◆ **PAGE TEXT**:
=-=-=-=-=

It’s worth noting, too, that even in their stronger moments, it was not the new offensive principles leading the charge. The Bulls did a good job limiting advantages off of high-post and motion sets, and it was only when Toronto went to more rote mismatch-hunting that offence flowed.

Barnes, Siakam, and Anunoby all had turns drawing switches in Schroder pick-and-rolls to attack Coby White in the post, whether as a scoring option or to open up cutting and kick-out opportunities.

The Raptors still managed 25 assists, but they came with 21 turnovers and flowed from more traditional sets. You can be patient there, and there were a handful of pretty plays where you saw what the new offence can grow into in time, it’s just going to be slow to come around when the team shoots 9-of-36 from outside and can only rely on their cadre of reserve power forwards in depth units.

Scoring just under 0.75 points per-half court possession is a tough way to live, even with their defence and transition offence as excellent as they are, and were.

It’s especially notable in late-and-close situations where defences are more keyed in and the Raptors’ hierarchy is not quite established yet. It will be interesting, for example, to see if more runs through the hands of Barnes the next time the Raptors are in this spot, or if they simply funnel the play to where anyone other than an All-Defensive player like Caruso is.

=-=-=-=-=

(Records taken from a dataset)
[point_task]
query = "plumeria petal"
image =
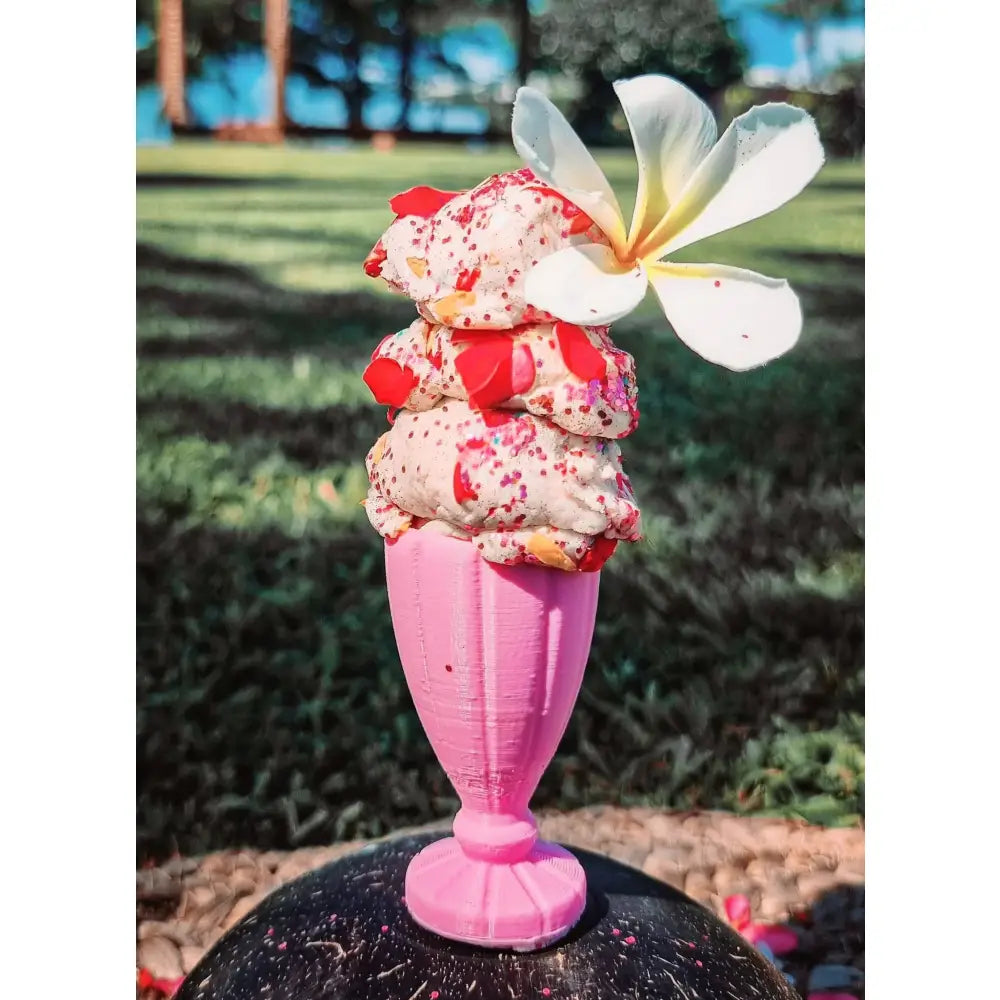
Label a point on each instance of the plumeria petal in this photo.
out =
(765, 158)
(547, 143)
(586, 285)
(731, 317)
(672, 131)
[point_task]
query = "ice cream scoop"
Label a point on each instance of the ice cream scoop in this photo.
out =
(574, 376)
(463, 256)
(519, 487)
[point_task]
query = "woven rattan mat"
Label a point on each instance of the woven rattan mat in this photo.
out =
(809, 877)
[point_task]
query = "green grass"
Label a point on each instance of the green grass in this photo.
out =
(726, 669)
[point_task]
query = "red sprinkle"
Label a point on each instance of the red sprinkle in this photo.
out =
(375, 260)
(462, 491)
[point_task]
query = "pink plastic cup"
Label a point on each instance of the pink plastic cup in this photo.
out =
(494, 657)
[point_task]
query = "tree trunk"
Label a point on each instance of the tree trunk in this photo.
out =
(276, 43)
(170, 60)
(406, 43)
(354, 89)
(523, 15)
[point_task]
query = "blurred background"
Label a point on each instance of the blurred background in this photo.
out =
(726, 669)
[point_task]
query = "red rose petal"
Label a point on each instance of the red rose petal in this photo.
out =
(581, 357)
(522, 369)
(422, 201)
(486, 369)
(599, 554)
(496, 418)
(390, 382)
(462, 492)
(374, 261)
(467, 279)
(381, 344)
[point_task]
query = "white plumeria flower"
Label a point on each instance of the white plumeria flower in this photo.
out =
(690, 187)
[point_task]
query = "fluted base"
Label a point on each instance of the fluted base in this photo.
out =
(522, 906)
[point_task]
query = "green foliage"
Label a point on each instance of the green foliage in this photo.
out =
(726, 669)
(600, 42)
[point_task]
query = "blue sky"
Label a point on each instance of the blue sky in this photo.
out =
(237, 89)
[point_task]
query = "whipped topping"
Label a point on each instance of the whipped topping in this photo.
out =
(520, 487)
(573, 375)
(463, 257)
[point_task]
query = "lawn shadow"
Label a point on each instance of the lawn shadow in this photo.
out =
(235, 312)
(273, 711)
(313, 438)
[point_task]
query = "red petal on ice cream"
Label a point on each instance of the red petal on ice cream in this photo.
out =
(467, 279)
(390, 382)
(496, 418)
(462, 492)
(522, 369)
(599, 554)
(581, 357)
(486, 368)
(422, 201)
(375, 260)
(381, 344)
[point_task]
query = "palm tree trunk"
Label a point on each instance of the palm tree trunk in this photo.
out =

=-=-=-=-=

◆ **REQUIRED ACTION**:
According to the game analysis, how did the Raptors shoot from outside? Rely on the game analysis alone.

◆ **RESPONSE TO THE EXERCISE**:
They shot 9-of-36 from outside.